▶ [INSTRUCTIONS]
[1] In the essay on student debt forgiveness, rewrite the part that begins at "But who really" and ends after "carrots over sticks.", substituting "Washington" for "Uncle Sam".
[2] Resume the essay on student debt forgiveness after its final sentence and write the next few paragraphs.

But who really made the bed? The most glaring oversight of those who scorn debt forgiveness as unwelcome meddling in private affairs is that the current crisis, by and large, is the product of government policy. Are we just supposed to ignore the fact that the United States government has been aggressively selling this bill of goods to its young citizens for decades? College is the path to a better life, and Uncle Sam will help you along the way. (For what it’s worth, neither one of these claims has turned out to be true.) Virtually every cultural, social, and political force at play has been pressuring every 17-year-old toward college at every juncture. Let’s not pretend the government is blameless just because they used carrots over sticks.

What’s more, the reckless programs by which the state coaxed students into college simultaneously enabled the price gouging and institutional bloat that now define the American education system. Years of refusal either to change their own practices or to rein in the abuses of the schools has created a disastrous feedback loop in which the costs rise every year at higher and higher rates, while the return on investment vanishes as the ranks of degree-holders swell to unsustainable magnitudes. None of this is caused by individual choice alone, and none of it can be solved by individual choice alone.

When decades of bad policy have left a society teetering on the brink of collapse, the conservative—and even the market-conscious—thing to do is not to just pull back and say “Well I really don’t think the government ought to get involved here.”

These may seem like panicked overstatements. Respectable people left and right go to great lengths every time the subject comes up to convince us that there isn’t a real crisis here—to say nothing of one that threatens societal collapse. Recourse is taken first to the income line: the people who hold the most debt tend to make enough money to pay it off in the long term. It is often framed as a direct comparison; the best-informed interlocutors will point to an Obama-era report estimating that a worker with a bachelor’s degree tends to make about $1 million more over the course of a career than a high-school-graduate counterpart.

It is a point of no small importance that this conclusion is based on retrospective data. The trends that underlie it can hardly be expected to hold fast when the government-created college bubble bursts. The labor market a graduate enters in 2020 is not remotely the labor market graduates entered even in 1990, and it is downright idiotic to base our current policies on decades-old conditions. Prospects for the future look far more grim than school-lending optimists either realize or admit.

Even still, why the apocalyptic language? How bad is it, really, that debt is skyrocketing without any parallel trends in post-graduation incomes? If worse comes to worst then hard-luck degree-holders can enroll in income-based repayment plans, contributing a percentage of their paychecks to the outstanding balance for 25 years, at which point any remainder is forgiven. And that’s only for the real tough cases; most borrowers will manage to get by with a little austerity—many will even be paid off by the time they hit 35.

▶ [RECORDED DATA]
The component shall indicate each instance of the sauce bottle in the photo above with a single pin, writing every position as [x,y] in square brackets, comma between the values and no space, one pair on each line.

▶ [RESPONSES IN ORDER]
[1]
But who really made the bed? The most glaring oversight of those who scorn debt forgiveness as unwelcome meddling in private affairs is that the current crisis, by and large, is the product of government policy. Are we just supposed to ignore the fact that the United States government has been aggressively selling this bill of goods to its young citizens for decades? College is the path to a better life, and Washington will help you along the way. (For what it’s worth, neither one of these claims has turned out to be true.) Virtually every cultural, social, and political force at play has been pressuring every 17-year-old toward college at every juncture. Let’s not pretend the government is blameless just because they used carrots over sticks.

[2]
The truth is, every critic is right. We’re looking at a massive government bailout for the college-educated over a more or less minor inconvenience. It’s not fair to those who resisted the pressures toward college and chose lower-cost—often now higher-reward—paths. It’s certainly not fair to those who borrowed and already paid their debts (though this line of argument tends to forget that pesky fact of changing market conditions—i.e., that outstanding borrowers do not have nearly the same prospects to earn and repay that previous generations did, precisely because the universal availability of loans has since saturated the market).

But it’s not about what’s fair. It’s not about whether our young professionals deserve to have their loans cancelled, even in part. It’s about the long-term, big-picture implications for the United States when our young professionals are saddled with substantial debt.

How is this generation’s behavior altered by their debt burdens? The most obvious impact, and one that should especially concern conservatives, is on fertility. Fertility is cratering; we all know that. But there is an indefensible tendency on the right to attribute this to cultural shifts, to the dominance of liberalism and the social breakdown of the family. The assumption is not borne out by reality. Evidence shows overwhelmingly that Americans are foregoing parenthood primarily because of material and economic conditions, not because of shifts in culture, tectonic though they may be.

There are a number of ways this hardship can (and must) be alleviated at lower socioeconomic strata, but for college graduates the obvious route is to tackle student debt—even graduates with relatively high incomes are far less likely to have kids with tens of thousands of dollars of debt hanging over their heads. And that category is set to include more of the population than ever before; as of 2019, over 66 percent of high school graduates aged 16-24 were enrolled in college.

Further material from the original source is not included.